*** Opening of RECORDS FOR THIS EXERCISE ***

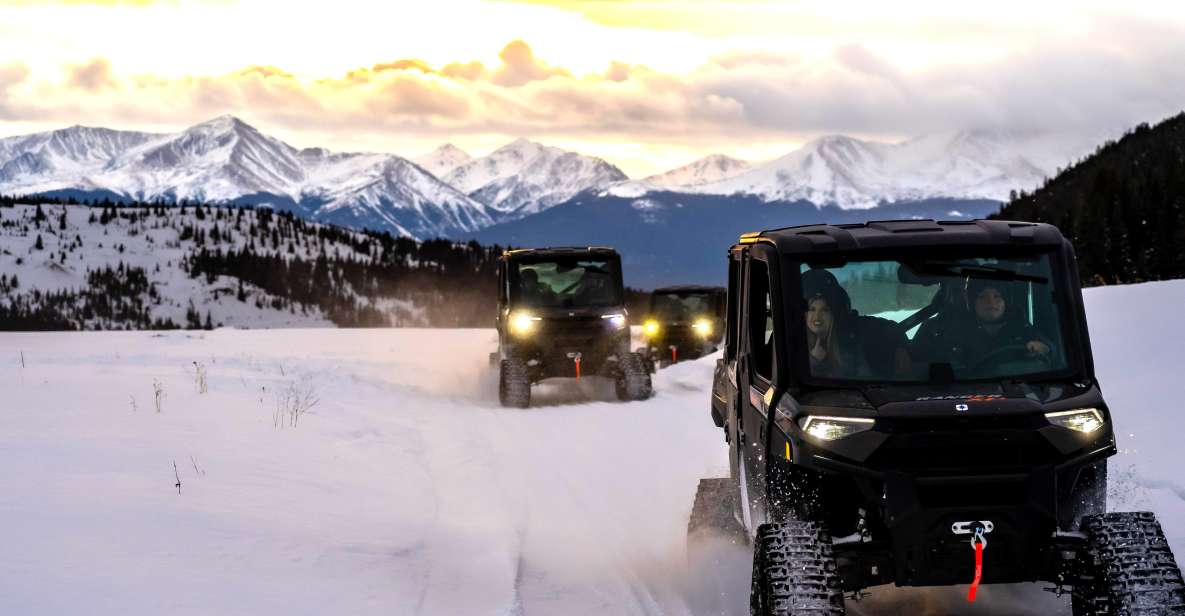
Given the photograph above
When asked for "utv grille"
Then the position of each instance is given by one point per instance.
(965, 446)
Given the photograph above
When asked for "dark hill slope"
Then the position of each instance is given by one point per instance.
(1123, 206)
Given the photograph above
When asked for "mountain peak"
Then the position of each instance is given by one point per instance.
(710, 168)
(443, 159)
(223, 123)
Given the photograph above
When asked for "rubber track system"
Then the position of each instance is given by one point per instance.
(514, 384)
(1131, 570)
(634, 383)
(794, 571)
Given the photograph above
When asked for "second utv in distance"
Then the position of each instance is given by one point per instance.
(561, 313)
(683, 322)
(915, 403)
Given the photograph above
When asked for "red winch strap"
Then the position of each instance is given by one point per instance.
(979, 565)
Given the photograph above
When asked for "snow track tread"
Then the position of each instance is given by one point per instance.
(795, 571)
(1132, 570)
(634, 383)
(514, 384)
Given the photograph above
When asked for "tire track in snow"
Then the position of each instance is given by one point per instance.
(473, 550)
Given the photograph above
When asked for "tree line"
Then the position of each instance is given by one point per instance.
(1122, 207)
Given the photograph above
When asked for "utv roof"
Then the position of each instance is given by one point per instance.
(559, 250)
(689, 288)
(879, 235)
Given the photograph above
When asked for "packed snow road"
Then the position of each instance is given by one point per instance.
(371, 472)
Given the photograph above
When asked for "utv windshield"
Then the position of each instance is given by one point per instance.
(934, 320)
(681, 306)
(569, 282)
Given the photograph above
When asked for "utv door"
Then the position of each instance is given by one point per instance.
(755, 382)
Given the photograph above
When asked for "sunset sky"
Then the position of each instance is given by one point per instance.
(647, 85)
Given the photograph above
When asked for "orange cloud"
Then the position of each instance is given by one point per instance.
(95, 75)
(520, 66)
(402, 65)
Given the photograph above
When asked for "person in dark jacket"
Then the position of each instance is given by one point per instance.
(986, 327)
(832, 342)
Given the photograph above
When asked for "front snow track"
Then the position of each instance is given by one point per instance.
(794, 571)
(1129, 569)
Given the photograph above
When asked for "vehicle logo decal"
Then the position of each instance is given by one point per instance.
(969, 527)
(968, 397)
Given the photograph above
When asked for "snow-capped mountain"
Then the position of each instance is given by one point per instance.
(228, 160)
(711, 168)
(524, 178)
(443, 159)
(63, 152)
(853, 173)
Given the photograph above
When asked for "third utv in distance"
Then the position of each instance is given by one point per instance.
(901, 398)
(683, 322)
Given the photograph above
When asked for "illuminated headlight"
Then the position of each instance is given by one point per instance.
(616, 320)
(523, 323)
(1080, 419)
(832, 428)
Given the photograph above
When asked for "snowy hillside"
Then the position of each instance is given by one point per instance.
(91, 268)
(371, 472)
(524, 178)
(853, 173)
(228, 160)
(443, 159)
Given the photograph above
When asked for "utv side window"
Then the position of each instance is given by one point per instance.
(734, 300)
(761, 320)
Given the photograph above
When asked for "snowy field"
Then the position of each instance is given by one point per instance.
(404, 488)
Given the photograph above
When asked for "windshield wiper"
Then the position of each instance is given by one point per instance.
(978, 271)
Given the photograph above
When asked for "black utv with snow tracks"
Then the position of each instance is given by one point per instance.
(681, 322)
(561, 313)
(915, 403)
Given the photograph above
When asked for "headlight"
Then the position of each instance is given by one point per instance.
(1080, 419)
(832, 428)
(616, 320)
(523, 323)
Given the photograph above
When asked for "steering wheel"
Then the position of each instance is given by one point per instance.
(1010, 352)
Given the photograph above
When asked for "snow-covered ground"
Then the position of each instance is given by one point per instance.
(407, 489)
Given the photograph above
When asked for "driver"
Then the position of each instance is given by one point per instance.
(993, 328)
(532, 289)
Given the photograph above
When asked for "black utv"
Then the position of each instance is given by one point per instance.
(561, 313)
(683, 322)
(915, 403)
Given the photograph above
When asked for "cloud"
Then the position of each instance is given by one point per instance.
(520, 66)
(740, 97)
(403, 65)
(95, 75)
(10, 76)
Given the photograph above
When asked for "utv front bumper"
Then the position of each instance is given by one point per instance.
(917, 477)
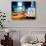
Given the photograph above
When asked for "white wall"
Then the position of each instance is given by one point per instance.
(5, 5)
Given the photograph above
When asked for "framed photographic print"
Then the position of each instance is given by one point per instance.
(23, 10)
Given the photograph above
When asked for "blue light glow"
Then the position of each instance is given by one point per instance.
(19, 3)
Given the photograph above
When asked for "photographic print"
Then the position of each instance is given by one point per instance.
(23, 10)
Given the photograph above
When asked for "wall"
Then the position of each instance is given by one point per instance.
(25, 26)
(5, 6)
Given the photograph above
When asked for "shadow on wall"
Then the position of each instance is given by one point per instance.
(16, 43)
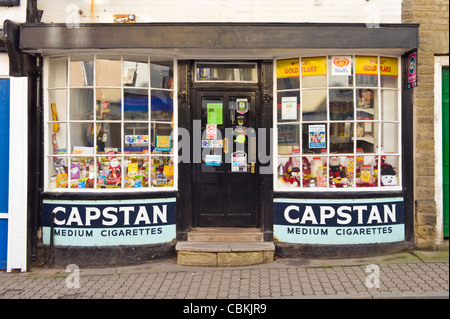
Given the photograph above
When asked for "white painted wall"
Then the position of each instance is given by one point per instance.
(337, 11)
(18, 168)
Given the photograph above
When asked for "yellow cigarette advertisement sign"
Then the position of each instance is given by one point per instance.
(368, 65)
(288, 68)
(389, 66)
(314, 66)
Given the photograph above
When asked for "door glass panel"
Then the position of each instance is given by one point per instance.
(243, 134)
(212, 142)
(228, 72)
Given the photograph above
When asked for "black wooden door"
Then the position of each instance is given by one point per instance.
(225, 182)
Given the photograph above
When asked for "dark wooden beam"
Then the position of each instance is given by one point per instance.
(217, 36)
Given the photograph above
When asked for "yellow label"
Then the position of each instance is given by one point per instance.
(351, 166)
(366, 65)
(314, 66)
(365, 176)
(288, 68)
(168, 170)
(389, 66)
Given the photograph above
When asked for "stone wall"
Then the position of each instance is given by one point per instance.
(433, 17)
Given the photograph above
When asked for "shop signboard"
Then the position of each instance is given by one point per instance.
(339, 221)
(109, 222)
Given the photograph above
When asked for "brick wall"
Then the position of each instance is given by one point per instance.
(433, 17)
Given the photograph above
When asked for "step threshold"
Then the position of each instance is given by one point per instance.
(229, 246)
(224, 254)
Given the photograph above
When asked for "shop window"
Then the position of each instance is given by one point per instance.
(109, 123)
(338, 123)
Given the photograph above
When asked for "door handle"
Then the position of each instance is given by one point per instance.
(225, 145)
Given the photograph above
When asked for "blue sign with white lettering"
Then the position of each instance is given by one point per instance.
(339, 221)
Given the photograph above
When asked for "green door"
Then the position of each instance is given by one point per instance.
(445, 141)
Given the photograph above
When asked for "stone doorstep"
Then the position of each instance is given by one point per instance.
(224, 247)
(225, 234)
(224, 254)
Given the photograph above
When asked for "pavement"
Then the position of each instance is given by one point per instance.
(405, 275)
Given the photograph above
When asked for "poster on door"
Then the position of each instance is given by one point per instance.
(317, 136)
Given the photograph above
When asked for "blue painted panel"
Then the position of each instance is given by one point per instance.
(3, 242)
(4, 166)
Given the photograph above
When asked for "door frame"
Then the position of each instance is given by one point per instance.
(225, 90)
(439, 63)
(264, 96)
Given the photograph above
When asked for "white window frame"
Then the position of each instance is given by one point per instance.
(354, 87)
(47, 153)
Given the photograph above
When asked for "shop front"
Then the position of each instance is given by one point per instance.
(298, 132)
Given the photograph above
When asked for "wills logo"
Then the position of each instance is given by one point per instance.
(341, 62)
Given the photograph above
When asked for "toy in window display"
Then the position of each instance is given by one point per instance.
(388, 175)
(337, 173)
(114, 172)
(295, 177)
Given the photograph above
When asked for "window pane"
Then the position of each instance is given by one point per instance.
(135, 72)
(162, 106)
(82, 138)
(367, 107)
(57, 76)
(81, 104)
(110, 170)
(109, 138)
(162, 171)
(161, 73)
(390, 171)
(288, 106)
(58, 105)
(341, 171)
(389, 72)
(109, 105)
(136, 138)
(389, 137)
(341, 105)
(135, 105)
(226, 72)
(57, 138)
(389, 105)
(288, 74)
(341, 137)
(58, 172)
(365, 171)
(288, 138)
(136, 170)
(81, 172)
(314, 138)
(367, 136)
(315, 172)
(289, 172)
(108, 72)
(341, 74)
(161, 139)
(81, 71)
(314, 105)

*** Close of RECORDS FOR THIS EXERCISE ***

▸ **INSTRUCTIONS FOR THE TASK**
Which of the lines above hold the string "yellow"? Copy each one.

▸ **EXERCISE ANSWER**
When asked for "yellow cigarette advertisement sign"
When asked for "yellow label"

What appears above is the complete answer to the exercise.